[begin EXCERPTED RECORDS]

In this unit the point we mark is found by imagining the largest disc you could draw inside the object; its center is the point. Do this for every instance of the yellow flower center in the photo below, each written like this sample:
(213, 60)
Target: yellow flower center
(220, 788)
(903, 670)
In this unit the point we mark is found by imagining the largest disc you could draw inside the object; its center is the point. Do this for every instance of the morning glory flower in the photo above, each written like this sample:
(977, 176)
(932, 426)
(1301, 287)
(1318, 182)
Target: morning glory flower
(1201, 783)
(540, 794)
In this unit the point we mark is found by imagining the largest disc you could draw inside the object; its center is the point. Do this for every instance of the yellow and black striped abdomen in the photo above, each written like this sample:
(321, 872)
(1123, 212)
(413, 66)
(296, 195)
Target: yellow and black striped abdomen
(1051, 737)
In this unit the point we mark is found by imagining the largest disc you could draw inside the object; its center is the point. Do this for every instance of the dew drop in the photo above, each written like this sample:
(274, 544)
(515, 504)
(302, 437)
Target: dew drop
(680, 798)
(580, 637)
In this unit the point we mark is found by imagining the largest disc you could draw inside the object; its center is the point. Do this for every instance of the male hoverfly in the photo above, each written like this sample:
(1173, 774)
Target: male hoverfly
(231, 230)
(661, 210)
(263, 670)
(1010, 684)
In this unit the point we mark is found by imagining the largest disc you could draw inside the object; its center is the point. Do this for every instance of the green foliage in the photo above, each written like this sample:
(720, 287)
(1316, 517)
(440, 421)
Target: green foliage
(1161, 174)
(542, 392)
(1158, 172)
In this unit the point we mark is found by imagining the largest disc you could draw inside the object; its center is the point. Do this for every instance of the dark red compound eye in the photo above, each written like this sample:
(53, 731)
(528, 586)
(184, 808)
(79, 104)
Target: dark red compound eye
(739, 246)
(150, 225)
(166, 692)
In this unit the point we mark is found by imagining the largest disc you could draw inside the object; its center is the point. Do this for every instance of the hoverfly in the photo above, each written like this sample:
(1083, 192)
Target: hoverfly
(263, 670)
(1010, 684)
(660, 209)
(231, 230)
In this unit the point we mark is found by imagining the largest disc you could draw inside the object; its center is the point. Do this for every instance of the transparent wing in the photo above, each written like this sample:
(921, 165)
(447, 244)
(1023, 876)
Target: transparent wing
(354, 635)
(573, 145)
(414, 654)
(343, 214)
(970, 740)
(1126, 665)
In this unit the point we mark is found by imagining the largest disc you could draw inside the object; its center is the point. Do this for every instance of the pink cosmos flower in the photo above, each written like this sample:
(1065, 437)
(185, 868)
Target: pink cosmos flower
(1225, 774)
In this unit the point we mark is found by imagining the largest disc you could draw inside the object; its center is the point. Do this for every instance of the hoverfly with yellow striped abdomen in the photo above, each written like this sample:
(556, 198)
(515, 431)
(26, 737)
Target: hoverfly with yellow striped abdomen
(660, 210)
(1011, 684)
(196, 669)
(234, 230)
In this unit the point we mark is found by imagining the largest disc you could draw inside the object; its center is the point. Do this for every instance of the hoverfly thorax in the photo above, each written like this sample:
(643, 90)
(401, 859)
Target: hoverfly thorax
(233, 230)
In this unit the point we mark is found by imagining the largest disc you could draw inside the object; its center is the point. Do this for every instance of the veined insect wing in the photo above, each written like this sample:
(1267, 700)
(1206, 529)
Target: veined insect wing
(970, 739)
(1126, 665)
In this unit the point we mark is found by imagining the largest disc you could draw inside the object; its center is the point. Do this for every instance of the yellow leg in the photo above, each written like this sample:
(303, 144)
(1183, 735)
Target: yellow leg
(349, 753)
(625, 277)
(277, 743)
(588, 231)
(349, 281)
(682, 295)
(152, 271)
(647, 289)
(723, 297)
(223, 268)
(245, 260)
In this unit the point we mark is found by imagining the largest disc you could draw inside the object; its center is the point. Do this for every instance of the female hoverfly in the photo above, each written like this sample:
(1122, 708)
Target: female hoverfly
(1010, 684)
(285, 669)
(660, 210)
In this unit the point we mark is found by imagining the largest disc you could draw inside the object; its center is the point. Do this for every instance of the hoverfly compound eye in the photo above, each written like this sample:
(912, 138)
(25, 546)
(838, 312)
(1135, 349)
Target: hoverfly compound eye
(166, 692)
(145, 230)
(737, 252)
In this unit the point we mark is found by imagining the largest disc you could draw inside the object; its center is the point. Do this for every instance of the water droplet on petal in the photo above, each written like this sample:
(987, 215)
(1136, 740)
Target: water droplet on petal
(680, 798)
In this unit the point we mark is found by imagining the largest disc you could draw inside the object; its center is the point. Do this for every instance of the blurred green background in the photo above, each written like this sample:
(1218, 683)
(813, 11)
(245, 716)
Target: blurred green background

[end EXCERPTED RECORDS]

AIM
Reproduce all of the material above line for line, without changing anything.

RESPONSE
In this unit the point we mark is found by imagining the largest disc you could draw inside the object; its center is the point. Do this for every instance of the yellow flower center in the photo below, each written like this sample:
(213, 60)
Target: yellow flower center
(220, 788)
(903, 670)
In this unit the point we mark is found by imagining the largest disc you could draw inside the object; its center is the point. Do this for every instance of the morning glory flower in the photo above, each written like this sample:
(977, 176)
(932, 426)
(1301, 287)
(1318, 182)
Target: morning glory flower
(1201, 783)
(540, 794)
In this unit the point we mark is found by imagining the largest disc you could draw inside the object; its center is the point. Do this for every instance of the yellow and black striped abdomen in the photo above, each written like this sample:
(321, 872)
(1123, 212)
(413, 66)
(296, 195)
Target: yellow and black striped abdomen
(1051, 737)
In this unit the point we mark is found by imagining the largest disc you could draw inside the object; its center is the point. Do this for every instance of the dew drop in the photo above, each written like this sample:
(274, 544)
(515, 504)
(302, 437)
Target: dew drop
(680, 798)
(580, 637)
In this unit the point we mark is found by imagining the largest disc you could draw inside the object; its center is the point. Do this for every instance of the male hoverfly in the photo above, each written like this sample:
(1173, 774)
Target: male hoverfly
(231, 230)
(661, 210)
(263, 670)
(1010, 684)
In this unit the point we mark is found by imagining the largest disc you could draw inside the object; its center is the point. Do this for every instance of the green foliage in the photo above, each written like this sample:
(720, 287)
(1316, 517)
(440, 421)
Target: green foliage
(1161, 174)
(542, 392)
(1158, 172)
In this unit the point we mark is found by imagining the largest disc you could draw inside the object; its center is the point. Do this for every instance of the dark red compound eye in the photo above, each written like this sample:
(53, 731)
(528, 586)
(184, 808)
(79, 104)
Target: dark red compound eye
(739, 246)
(150, 225)
(166, 692)
In this unit the point we mark is found by imagining the largest disc you could draw inside the object; its center is the point. Do this for every instance of the hoverfly in the photo above, each written like this sample:
(1083, 192)
Target: hoverfly
(263, 670)
(1010, 684)
(660, 209)
(231, 230)
In this unit the point we mark is found by imagining the largest disc you could draw inside the object; its center is the point. Do this for every instance of the transparent wing in the photo above, each written like this sample:
(921, 165)
(447, 244)
(1023, 876)
Target: transparent wing
(354, 635)
(573, 145)
(414, 654)
(343, 214)
(970, 740)
(1126, 665)
In this unit the point we mark is found by imagining the largest disc you could draw inside the object; its center is the point. Do this for every instance of the pink cosmos flower in the photo above, each written like this sample:
(1065, 437)
(185, 868)
Target: pink cosmos flower
(1225, 774)
In this unit the point we mark is found by imagining the largest disc you could draw inside the object; its center is the point. Do this for every instance of the hoverfly with yellow striped abdomen in the photo above, each written like this sample:
(556, 198)
(515, 431)
(26, 737)
Target: hoverfly with yellow striped abdomen
(660, 210)
(1011, 684)
(196, 669)
(234, 230)
In this unit the point we mark is found by imagining the largest disc you could draw inside the object; its center is the point. Do this for every instance of the hoverfly thorax in the photo above, each written like this sample:
(643, 90)
(401, 859)
Target: hoverfly thorax
(233, 230)
In this unit the point we mark is found by imagining the largest disc you could draw inside the object; its center is the point. Do this for every instance of the veined insect wing in the photo above, each written like this sample:
(1267, 700)
(1206, 529)
Target: veined insect wing
(970, 739)
(1126, 665)
In this unit the point we mark is found by imagining the largest disc you could draw inside the object; its center is the point. Do this for every instance of the yellow leg in the photo above, each written like this sample:
(303, 144)
(1183, 735)
Target: yellow leg
(349, 753)
(625, 277)
(277, 743)
(588, 231)
(349, 281)
(682, 295)
(152, 271)
(647, 289)
(723, 297)
(223, 268)
(245, 260)
In this unit the point we mark is found by imagining the largest disc you could draw inside the object; its center is the point. Do this for every instance of the female hoverfly in the photo above, each written like this sample:
(1122, 708)
Target: female hoverfly
(1010, 684)
(285, 669)
(660, 210)
In this unit the point we mark is found by imagining the largest disc you could draw inside the object; its center is the point. Do this for every instance of the hoverfly compound eye in the photo above, each written like this sample:
(912, 138)
(25, 546)
(838, 312)
(1135, 349)
Target: hoverfly compound eye
(166, 692)
(145, 230)
(737, 252)
In this unit the point we mark is found by imagining the largest disc you could draw inside the object; its center is the point. Do this for every instance of the water droplet on petal in the photo above, each written like this sample:
(987, 215)
(1136, 740)
Target: water droplet on petal
(680, 798)
In this unit the point we mark is found by imagining the largest disc you could draw inside the object; its center is the point. Do this for every instance of the blurred green background in the photo above, each written like this sample:
(1218, 683)
(813, 11)
(245, 716)
Target: blurred green background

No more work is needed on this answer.